▶ Given request: In the blog entry below about Medjool dates and faith, where does the writer say they find their purpose and worth?

▶ Selection:
[start]

Tuesday, June 30, 2009

Medjool dates...

I absolutely LOVE dates. The fruit, I mean. And not just any kind, but plump, chewy, Medjool dates. You can't get them everywhere and they're only available during certain times of the summer. Suffice to say that there are no Trader Joe's or World Markets here in suburban SC, but Food Lion down the street did have their own brand of chopped (and covered with powdery dextrose, a type of sugar) dates... not as delish, but they get the job done. I decided I wanted to share the joy of dates with someone, so after dropping Joy off at work this morning, I went downtown to the Riverwalk and shared my dates with God, and we had a little chat down by the river.

We talked about Governor Samford, my hardened heart, and by golly we gushed over the exquisiteness of Medjool dates. I'm convinced there's no better snack out there, and after sharing them with God today, there's none holier, either.

Reassessing.

Lately I've been desiring to reassess life, Jesus, where exactly He and I stand, and just how I really feel about this whole Christianity thing.

It's been more than a week since my falling out, and the most palpable outcome is the emptiness. The emptiness I feel is real and tangible. I admitted to my sister today how much purpose I find in my work at Ripley's, and how depressed and angry I am when I have days off. Where is my purpose found now? My worth? In my job at Ripley's Aquarium. Talk about a red flag, especially when it's all written out like this...

Then there's the logic behind my decision to simply deny Him (or whatever it is that happened between "God" and I last weeekend); I have not felt His presence, felt the need to go to Scripture, to pray, to confess, to be Christian in any way, to do anything that would have me pursue Him. I keep having athiestic thoughts, thinking of all the evidence in my life stacked up against His existence, and I really want to embrace the idea and be done with it. Make a stinking decision already, you know? Love Him or hate Him. Embrace Him or deny Him. But I began reading this magazine called "Y-Origins" put out by, who else, Campus Crusade for Christ, given to me by a dear friend when I was having the same issues my senior year in college. It's a project that was initiated by CCC founder Bill Bright, and it's basically a logical look into the justification for a designer. Yes, it's full of very convincing information. Yes, the rational side of my brain went ahead and accepted the existence of some Creator after reading through the articles again. But no, my spirituality hasn't grown past that. Apart from the incredibly convincing magazine (it's all about Einstein's String Theory, who knew?) I just don't see or feel or experience His presence when I look outside at the beautiful mossy trees, or survey my life, or look out on the utter destruction humanity's laid across its home planet. Nothing apart from the logical arguments presented in the magazine has convinced me there's a Creator, let alone that He loves me, that He pursues me with His love, that He gave and gave and gave so that I might live and give Him glory or even want to give Him glory.

[end]

▶ Source material:
[start]

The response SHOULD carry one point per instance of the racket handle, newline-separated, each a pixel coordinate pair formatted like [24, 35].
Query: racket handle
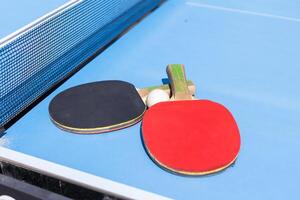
[178, 82]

[end]

▶ Solution below: In their job at Ripley's Aquarium.